**Prompt**
Below is a set of records. Please retype every one exactly.

**Data listing**

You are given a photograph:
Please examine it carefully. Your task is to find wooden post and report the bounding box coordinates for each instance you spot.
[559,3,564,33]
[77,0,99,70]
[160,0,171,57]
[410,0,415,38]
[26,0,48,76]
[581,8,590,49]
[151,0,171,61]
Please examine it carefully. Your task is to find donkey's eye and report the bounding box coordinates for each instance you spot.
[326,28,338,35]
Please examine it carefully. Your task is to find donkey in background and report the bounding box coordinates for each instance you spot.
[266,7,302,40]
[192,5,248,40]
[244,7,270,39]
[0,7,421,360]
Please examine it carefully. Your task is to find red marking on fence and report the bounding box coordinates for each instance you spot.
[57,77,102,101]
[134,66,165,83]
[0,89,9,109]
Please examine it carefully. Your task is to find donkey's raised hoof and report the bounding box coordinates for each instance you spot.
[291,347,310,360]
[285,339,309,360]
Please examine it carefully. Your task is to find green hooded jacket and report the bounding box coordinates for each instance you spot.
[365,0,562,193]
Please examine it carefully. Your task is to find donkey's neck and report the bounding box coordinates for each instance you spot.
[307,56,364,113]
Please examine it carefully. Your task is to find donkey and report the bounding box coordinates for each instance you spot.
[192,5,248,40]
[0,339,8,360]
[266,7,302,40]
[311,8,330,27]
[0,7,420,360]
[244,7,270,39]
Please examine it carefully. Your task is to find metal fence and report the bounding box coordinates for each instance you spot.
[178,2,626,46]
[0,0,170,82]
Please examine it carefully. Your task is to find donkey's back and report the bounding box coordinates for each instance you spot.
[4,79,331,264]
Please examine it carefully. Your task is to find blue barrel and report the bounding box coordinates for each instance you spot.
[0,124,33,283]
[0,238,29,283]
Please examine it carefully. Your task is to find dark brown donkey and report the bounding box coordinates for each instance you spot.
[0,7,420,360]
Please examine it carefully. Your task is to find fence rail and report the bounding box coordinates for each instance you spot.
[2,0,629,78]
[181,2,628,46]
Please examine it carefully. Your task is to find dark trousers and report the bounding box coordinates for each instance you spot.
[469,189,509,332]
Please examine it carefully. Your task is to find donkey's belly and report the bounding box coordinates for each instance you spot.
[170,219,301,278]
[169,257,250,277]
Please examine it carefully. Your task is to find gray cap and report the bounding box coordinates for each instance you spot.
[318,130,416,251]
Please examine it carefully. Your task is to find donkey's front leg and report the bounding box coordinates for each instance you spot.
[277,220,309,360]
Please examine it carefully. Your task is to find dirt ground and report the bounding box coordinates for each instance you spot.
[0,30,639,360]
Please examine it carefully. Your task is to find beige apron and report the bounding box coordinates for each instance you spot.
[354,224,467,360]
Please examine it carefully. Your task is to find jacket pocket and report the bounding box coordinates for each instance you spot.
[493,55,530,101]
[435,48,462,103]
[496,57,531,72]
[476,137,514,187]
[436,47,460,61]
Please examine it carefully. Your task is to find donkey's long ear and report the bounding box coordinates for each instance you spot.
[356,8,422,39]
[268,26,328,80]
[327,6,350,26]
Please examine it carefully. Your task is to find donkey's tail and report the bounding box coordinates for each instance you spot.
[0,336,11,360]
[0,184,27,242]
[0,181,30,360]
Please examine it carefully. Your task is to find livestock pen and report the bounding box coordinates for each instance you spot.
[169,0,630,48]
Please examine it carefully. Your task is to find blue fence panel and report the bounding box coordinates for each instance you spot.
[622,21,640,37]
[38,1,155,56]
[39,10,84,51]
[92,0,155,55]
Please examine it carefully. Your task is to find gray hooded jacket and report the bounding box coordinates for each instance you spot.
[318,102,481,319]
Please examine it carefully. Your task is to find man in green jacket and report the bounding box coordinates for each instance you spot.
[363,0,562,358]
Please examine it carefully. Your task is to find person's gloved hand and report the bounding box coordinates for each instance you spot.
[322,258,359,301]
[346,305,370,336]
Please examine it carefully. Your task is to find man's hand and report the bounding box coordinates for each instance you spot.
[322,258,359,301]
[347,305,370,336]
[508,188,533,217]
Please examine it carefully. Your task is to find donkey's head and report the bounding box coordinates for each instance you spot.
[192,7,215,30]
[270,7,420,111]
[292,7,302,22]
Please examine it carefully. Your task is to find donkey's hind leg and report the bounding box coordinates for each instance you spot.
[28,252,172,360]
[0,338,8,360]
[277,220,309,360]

**Response below**
You are given a photograph:
Please examine it carefully. Your task is to find wooden post and report the bounding box coordinates for each instance you spot.
[559,3,564,33]
[77,0,99,70]
[160,0,171,57]
[410,0,415,38]
[26,0,48,76]
[581,8,590,49]
[151,0,171,61]
Please examine it carefully. Your task is to find donkey's eye and report the bounding box coordinates for each instance you spot.
[326,28,338,35]
Please examine it carefully. Your task is to find donkey in background and report the bounding box coordinates for each instance you spot.
[266,7,302,40]
[192,5,248,40]
[244,7,270,39]
[0,7,421,360]
Please examine it carefully. Your task is to find red marking on fence and report the bounding box coordinates for each instance you spot.
[57,77,102,101]
[134,66,165,83]
[0,89,9,109]
Please examine it carefully. Your task is to find donkey's raised hoof and report the bounding box coordinates for each instance you spot.
[291,347,310,360]
[285,339,309,360]
Please examine it carefully. Your task is to find green hooded jacket and report the bounding box coordinates for each instance you spot.
[365,0,562,193]
Please examine it carefully. Your task is to find donkey's neck and report the bounding box coordinates for each instance you spot.
[307,56,364,113]
Please examine it carefully. Your task is to find donkey and report the bounding box coordinates for each instance you spot.
[192,5,248,40]
[0,339,8,360]
[266,7,302,40]
[311,8,330,27]
[0,7,420,360]
[244,7,270,39]
Please examine it carefully. Your task is to find metal fence and report the bounding box coordinates for each instance you spot.
[178,2,626,46]
[0,0,170,82]
Please examine it carefully. Your task is to find donkey's back and report the bounding box coordinates for each instance you spot.
[4,79,331,264]
Please examine it carefully. Your task is to find blue barrel and report the bounding box coordinates for each instance you spot.
[0,124,33,283]
[0,238,29,283]
Please examine it carefully. Your task is to find dark brown donkey and report the bounding box coordinates for each instance you spot.
[0,7,420,360]
Please examine it carefully. Your task is to find fence rail and report the bounding box coordinates for each instance you spot.
[2,0,629,78]
[181,2,628,46]
Please examine it carefully. Your task is to find dark trousers and report the bounding box coordinates for each instance you spot.
[469,189,509,332]
Please examine it carefully. Your task is to find donkey's belly and report the bounding box coordinates for each instance you spot.
[170,219,301,278]
[169,257,250,277]
Please examine it carefully. Your task is to find gray cap and report the bounding box coordinates for each instance you spot.
[318,130,416,251]
Please examine it carefully. Your task is to find donkey's front leg and report the bounding box coordinates for each instance you spot.
[277,220,309,360]
Please examine it carefully. Your task is to find dirt ground and report the bounding box coordinates for each instance you spot.
[0,30,639,360]
Please examine it carefully. Your task is to find beige apron and report the bounding box coordinates for each instance you spot.
[354,224,467,360]
Please examine it carefully. Your task is to find jacket pocket and report the bounding box coordinates for each instance you spot.
[493,55,530,101]
[435,48,462,103]
[496,57,531,72]
[476,137,514,187]
[436,47,460,61]
Please examine it carefully. Your task is to find donkey's long ear and report the bounding box coordinates for each instance you spot.
[356,8,422,39]
[268,26,328,80]
[327,6,350,26]
Please examine it carefully. Your task is to find donkey's tail and report the bounding box coordinates for each instance you spot.
[0,336,11,360]
[0,184,27,242]
[0,181,30,360]
Please examine it carefully. Your task is to find livestock pen and report the bounding box coordinates for each instance you spot.
[169,0,630,48]
Please examine it carefully. Your task is to find blue fence panel and report the bounding box coordinates for each instance you spot.
[622,21,640,37]
[38,1,155,56]
[39,10,84,51]
[92,0,155,55]
Please examine it carefully. Your task is to find gray hooded jacket and report the bounding box coordinates for each instance you spot.
[318,102,481,319]
Please examine it carefully. Your task is to find man in green jacket and report the bounding box coordinates for each instance you spot.
[363,0,562,358]
Please examine it carefully. Your task is to find person's gloved hand and report the bounding box coordinates for each instance you spot.
[322,258,359,301]
[346,305,370,336]
Please examine it carefully. Your task is to find man's hand and report the bounding box coordinates for each instance you spot.
[322,258,359,301]
[347,305,370,336]
[508,188,533,217]
Please examine it carefully. Your task is to find donkey's head and report the bounding box coordinates for each instance you spot.
[192,7,215,30]
[270,7,420,111]
[292,7,302,22]
Please examine it carefully. Your task is to find donkey's hind leg and report the bounding box coordinates for each instance you spot.
[28,252,172,360]
[0,338,8,360]
[277,220,309,360]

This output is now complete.